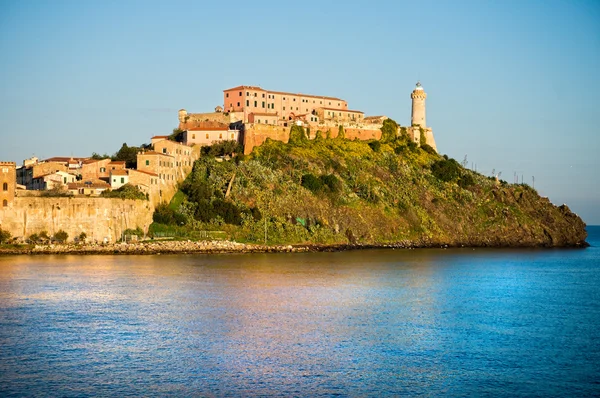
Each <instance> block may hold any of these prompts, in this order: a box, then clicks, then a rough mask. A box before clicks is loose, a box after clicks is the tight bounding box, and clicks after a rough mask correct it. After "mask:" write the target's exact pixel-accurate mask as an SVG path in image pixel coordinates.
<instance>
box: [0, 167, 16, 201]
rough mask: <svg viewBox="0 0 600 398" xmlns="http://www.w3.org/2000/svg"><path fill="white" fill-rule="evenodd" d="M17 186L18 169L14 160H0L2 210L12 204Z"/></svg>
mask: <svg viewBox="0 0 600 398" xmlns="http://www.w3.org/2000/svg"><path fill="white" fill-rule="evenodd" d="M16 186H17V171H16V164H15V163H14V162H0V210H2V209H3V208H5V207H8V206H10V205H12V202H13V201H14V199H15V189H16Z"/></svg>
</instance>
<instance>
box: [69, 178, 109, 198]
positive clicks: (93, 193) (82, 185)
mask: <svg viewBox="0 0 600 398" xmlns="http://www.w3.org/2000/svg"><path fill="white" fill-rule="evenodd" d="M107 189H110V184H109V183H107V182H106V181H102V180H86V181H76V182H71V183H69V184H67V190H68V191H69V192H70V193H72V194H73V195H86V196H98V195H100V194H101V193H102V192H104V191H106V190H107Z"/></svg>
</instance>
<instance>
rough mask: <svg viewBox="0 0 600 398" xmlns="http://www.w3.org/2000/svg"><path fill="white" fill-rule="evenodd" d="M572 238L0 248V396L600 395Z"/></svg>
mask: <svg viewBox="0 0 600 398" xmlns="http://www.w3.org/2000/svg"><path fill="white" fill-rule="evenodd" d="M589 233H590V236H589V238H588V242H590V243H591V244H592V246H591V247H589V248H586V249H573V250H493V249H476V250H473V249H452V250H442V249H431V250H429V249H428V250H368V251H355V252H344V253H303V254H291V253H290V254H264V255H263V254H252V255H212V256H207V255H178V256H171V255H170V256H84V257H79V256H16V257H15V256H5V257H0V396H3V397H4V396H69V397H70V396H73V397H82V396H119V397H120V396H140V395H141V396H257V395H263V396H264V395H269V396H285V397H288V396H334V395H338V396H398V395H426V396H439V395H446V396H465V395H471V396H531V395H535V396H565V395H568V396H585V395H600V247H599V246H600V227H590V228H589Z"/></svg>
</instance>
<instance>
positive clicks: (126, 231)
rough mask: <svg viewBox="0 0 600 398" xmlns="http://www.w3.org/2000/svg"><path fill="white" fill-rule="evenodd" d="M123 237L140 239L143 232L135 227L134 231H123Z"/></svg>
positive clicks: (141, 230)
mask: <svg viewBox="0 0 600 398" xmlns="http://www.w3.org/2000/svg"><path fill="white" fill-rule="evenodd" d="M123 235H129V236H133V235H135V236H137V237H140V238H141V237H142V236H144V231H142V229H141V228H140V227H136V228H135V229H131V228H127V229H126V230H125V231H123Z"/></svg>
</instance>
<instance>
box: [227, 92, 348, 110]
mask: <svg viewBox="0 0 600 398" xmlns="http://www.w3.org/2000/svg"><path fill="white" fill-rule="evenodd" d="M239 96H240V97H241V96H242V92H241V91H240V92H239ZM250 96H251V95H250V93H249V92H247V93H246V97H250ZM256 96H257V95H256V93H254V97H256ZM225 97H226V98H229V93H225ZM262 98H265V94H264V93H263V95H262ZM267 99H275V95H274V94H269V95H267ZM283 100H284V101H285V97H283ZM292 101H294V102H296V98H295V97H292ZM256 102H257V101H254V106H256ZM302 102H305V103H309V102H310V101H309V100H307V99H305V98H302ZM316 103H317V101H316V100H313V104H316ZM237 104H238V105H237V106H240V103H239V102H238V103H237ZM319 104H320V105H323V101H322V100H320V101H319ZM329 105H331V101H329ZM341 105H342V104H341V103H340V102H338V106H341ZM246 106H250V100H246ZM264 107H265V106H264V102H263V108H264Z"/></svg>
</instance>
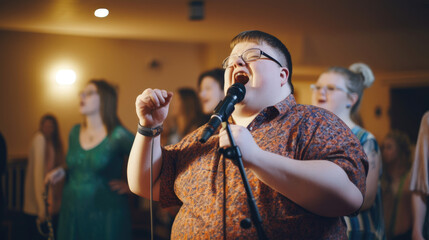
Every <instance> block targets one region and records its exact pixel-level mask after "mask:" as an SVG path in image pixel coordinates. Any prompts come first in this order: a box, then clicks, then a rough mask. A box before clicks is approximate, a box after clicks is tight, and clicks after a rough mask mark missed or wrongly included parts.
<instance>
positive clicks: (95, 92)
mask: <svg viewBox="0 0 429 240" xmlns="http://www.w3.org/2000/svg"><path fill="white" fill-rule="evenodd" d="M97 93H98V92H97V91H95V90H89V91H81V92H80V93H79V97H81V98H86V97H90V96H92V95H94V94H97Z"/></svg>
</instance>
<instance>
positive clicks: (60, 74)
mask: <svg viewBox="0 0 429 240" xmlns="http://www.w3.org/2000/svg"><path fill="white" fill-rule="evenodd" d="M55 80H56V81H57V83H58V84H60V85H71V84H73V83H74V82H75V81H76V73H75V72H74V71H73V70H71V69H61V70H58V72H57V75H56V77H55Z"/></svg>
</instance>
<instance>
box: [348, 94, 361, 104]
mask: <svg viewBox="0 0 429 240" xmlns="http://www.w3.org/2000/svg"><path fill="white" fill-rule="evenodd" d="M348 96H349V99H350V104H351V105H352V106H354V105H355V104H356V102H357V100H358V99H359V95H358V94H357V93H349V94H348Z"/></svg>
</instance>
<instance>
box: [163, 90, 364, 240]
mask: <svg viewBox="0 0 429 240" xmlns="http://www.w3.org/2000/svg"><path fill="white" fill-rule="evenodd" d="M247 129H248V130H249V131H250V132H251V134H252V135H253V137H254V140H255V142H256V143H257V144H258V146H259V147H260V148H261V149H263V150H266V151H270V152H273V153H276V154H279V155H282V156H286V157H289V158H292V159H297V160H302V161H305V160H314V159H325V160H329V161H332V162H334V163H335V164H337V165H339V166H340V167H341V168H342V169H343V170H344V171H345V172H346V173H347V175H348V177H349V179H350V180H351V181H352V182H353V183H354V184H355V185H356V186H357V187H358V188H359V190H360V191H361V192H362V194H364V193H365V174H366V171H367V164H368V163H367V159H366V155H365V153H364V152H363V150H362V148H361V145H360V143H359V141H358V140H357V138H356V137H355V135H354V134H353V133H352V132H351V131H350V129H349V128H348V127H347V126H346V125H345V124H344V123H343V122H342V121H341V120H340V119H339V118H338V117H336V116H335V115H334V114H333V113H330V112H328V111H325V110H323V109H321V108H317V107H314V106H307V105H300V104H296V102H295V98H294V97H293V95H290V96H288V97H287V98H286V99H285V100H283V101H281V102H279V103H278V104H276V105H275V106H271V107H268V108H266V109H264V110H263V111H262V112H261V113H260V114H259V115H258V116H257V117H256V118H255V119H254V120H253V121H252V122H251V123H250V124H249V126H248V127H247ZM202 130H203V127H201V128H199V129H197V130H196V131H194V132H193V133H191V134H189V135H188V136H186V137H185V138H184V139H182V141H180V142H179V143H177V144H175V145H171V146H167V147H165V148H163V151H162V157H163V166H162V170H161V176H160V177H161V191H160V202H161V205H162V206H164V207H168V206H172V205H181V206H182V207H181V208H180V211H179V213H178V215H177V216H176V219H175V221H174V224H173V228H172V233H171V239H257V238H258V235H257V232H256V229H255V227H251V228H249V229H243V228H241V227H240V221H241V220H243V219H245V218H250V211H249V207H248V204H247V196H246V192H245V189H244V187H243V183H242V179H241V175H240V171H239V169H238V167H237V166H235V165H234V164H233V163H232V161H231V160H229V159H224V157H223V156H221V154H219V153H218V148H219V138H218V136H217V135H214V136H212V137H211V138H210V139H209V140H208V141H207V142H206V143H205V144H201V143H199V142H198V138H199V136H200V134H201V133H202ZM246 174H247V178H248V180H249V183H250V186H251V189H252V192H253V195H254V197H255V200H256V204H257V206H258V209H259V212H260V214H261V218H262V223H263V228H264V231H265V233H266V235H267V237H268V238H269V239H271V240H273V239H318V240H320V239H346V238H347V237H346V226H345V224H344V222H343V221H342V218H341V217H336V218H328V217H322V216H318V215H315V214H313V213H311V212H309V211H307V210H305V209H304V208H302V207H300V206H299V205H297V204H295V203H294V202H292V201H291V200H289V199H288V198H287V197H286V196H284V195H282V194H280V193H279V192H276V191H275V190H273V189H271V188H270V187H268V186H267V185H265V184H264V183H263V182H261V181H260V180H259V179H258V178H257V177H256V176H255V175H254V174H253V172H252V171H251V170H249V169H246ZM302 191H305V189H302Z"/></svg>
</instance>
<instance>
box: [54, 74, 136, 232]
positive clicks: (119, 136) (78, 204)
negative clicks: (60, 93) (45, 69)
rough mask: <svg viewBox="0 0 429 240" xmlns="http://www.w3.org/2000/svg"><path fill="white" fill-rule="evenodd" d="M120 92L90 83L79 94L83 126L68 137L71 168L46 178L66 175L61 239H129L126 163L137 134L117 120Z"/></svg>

__________________________________________________

◆ **What needs to be done**
For each line in the material above that holds the word "this", add one to a count; state only the final number.

◆ **Solution to the problem**
2